EXERCISE AIM: Find each line that contains the word "overall" and copy those lines out as they appear.

EXTRACTED RECORDS:
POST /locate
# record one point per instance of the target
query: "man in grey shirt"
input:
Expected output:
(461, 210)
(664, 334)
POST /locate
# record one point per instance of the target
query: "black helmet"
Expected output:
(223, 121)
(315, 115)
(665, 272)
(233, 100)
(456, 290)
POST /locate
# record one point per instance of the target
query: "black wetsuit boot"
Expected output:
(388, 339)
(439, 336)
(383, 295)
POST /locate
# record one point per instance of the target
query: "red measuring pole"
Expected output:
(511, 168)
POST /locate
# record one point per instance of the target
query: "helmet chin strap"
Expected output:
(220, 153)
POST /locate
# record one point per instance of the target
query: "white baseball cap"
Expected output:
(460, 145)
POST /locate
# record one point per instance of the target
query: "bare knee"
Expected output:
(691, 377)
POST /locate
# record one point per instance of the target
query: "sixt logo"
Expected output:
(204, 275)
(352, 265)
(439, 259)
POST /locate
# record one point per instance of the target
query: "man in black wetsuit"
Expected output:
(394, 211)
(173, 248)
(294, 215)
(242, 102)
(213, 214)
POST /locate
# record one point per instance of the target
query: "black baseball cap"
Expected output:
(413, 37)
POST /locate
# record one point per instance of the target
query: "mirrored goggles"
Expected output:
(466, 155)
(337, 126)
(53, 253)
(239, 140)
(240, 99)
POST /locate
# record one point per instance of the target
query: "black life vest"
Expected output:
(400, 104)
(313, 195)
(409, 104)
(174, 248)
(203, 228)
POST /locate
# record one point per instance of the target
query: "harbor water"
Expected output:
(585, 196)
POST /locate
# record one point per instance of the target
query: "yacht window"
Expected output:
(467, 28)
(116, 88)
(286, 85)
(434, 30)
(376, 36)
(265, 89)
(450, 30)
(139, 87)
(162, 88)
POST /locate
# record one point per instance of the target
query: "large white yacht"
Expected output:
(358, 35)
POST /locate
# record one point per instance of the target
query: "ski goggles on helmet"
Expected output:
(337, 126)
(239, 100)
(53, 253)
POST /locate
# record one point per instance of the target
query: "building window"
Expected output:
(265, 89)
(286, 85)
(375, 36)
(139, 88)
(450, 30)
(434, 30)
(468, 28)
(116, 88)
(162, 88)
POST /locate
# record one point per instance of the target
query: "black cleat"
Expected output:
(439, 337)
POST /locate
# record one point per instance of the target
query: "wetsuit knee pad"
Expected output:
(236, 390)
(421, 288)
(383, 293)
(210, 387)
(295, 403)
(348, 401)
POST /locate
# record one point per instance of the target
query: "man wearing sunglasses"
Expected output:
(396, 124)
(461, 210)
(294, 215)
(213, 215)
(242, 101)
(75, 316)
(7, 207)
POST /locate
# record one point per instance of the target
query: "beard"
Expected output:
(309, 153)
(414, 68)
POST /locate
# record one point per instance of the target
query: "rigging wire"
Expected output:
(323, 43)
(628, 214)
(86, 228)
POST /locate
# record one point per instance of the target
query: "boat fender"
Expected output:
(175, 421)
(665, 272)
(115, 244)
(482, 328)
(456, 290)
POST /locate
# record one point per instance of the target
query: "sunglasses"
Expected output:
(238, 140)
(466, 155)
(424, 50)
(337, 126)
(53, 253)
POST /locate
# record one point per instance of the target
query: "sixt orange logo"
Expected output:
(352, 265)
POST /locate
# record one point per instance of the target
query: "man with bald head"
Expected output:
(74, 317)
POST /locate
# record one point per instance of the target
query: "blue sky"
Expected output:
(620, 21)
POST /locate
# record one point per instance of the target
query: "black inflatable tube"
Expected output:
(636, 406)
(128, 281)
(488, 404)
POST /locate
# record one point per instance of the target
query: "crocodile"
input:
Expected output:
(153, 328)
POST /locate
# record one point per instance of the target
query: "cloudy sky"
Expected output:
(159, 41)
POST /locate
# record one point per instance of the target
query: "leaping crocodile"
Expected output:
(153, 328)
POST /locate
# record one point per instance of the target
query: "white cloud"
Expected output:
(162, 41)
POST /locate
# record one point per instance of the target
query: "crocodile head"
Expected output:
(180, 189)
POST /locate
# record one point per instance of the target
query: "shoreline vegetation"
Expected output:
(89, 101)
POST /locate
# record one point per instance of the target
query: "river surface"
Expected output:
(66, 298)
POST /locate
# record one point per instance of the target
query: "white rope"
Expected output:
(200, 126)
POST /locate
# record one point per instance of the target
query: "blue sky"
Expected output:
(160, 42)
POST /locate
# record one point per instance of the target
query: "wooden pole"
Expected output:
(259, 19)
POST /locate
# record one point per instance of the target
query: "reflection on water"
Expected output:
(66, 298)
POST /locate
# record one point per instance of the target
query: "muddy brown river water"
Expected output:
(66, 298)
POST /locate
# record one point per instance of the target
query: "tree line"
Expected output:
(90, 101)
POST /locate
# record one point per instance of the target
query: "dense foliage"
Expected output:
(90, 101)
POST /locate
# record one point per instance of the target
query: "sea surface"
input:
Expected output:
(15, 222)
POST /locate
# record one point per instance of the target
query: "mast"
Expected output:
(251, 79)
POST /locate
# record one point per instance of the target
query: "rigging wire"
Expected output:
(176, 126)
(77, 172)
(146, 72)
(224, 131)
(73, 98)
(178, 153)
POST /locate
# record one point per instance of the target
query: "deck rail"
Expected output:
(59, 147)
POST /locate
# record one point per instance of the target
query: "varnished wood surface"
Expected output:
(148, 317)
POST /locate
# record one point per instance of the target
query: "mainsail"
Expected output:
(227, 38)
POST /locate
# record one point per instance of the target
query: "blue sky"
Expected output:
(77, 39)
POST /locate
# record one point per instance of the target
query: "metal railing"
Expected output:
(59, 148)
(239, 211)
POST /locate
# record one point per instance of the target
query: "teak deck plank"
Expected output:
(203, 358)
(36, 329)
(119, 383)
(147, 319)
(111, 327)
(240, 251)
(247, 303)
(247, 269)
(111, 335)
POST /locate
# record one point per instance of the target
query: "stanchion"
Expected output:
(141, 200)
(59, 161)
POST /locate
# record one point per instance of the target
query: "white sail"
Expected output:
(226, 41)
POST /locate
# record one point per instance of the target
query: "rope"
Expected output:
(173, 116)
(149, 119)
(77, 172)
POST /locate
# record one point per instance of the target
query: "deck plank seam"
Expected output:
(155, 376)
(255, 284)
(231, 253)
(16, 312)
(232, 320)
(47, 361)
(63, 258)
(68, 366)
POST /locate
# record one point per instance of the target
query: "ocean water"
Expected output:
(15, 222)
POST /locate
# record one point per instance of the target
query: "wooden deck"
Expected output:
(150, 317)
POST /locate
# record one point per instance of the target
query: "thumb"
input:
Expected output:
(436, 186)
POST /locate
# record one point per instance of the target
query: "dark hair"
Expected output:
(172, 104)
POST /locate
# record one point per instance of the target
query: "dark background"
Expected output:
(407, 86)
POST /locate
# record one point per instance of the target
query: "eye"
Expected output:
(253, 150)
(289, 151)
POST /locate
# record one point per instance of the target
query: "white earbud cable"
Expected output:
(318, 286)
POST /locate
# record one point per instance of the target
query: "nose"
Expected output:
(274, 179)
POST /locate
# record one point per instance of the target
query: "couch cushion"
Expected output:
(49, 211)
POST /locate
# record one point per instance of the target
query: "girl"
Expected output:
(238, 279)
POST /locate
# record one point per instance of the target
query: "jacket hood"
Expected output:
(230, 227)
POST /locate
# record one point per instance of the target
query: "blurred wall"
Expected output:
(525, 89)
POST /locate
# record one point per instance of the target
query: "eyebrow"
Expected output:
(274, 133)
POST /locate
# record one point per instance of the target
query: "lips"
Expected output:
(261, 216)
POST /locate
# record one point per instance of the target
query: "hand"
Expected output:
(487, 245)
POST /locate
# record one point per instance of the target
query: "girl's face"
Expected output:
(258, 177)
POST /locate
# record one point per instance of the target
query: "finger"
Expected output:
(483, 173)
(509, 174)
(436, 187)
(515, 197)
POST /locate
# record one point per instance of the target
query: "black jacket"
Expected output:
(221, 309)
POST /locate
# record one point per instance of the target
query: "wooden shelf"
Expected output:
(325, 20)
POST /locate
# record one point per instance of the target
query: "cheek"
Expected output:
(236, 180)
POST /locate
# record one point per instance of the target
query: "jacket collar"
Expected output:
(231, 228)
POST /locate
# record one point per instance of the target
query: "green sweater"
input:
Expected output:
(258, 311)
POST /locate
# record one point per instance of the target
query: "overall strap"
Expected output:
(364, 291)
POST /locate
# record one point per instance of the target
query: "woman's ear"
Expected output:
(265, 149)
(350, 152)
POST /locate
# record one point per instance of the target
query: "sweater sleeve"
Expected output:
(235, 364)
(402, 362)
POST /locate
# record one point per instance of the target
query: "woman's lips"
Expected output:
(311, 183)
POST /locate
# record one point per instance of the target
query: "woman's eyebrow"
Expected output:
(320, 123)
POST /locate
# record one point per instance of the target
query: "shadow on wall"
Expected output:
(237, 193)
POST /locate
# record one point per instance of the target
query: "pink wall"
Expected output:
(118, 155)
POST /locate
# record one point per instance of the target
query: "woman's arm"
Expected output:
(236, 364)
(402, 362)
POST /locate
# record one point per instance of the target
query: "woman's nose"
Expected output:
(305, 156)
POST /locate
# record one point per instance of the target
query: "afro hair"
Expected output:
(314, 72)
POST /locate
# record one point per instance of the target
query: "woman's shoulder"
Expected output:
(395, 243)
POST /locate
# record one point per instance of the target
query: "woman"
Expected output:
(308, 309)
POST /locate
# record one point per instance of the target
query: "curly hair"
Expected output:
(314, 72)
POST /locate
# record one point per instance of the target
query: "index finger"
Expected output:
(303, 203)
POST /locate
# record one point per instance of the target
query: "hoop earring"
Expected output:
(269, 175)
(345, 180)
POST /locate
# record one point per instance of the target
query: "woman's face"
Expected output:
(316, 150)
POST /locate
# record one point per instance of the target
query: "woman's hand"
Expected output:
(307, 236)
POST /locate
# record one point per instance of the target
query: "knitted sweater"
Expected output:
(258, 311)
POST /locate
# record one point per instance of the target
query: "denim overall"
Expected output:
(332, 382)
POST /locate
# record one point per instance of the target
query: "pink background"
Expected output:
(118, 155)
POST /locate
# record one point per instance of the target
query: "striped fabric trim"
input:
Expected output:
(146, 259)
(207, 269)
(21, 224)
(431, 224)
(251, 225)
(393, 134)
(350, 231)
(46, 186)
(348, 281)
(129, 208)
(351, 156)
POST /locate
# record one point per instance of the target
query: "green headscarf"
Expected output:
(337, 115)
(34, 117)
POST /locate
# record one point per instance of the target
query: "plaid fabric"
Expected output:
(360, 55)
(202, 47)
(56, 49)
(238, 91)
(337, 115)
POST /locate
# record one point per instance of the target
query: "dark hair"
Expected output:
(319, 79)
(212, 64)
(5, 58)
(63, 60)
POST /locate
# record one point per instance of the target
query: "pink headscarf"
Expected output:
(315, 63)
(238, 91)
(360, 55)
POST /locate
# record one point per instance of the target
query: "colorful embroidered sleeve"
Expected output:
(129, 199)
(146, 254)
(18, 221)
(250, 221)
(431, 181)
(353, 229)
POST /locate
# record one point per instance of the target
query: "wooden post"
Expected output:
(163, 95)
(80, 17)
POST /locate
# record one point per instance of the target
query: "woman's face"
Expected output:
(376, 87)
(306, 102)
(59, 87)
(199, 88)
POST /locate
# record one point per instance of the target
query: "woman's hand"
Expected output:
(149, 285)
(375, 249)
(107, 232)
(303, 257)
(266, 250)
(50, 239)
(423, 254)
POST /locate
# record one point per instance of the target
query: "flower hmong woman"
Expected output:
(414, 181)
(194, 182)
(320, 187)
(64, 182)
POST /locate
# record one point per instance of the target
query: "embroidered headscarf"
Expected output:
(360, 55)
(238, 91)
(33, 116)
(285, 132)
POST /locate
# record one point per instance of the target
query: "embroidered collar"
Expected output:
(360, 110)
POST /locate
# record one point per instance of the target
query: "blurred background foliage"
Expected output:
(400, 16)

FULL RESPONSE:
query: "overall strap"
query: "denim overall"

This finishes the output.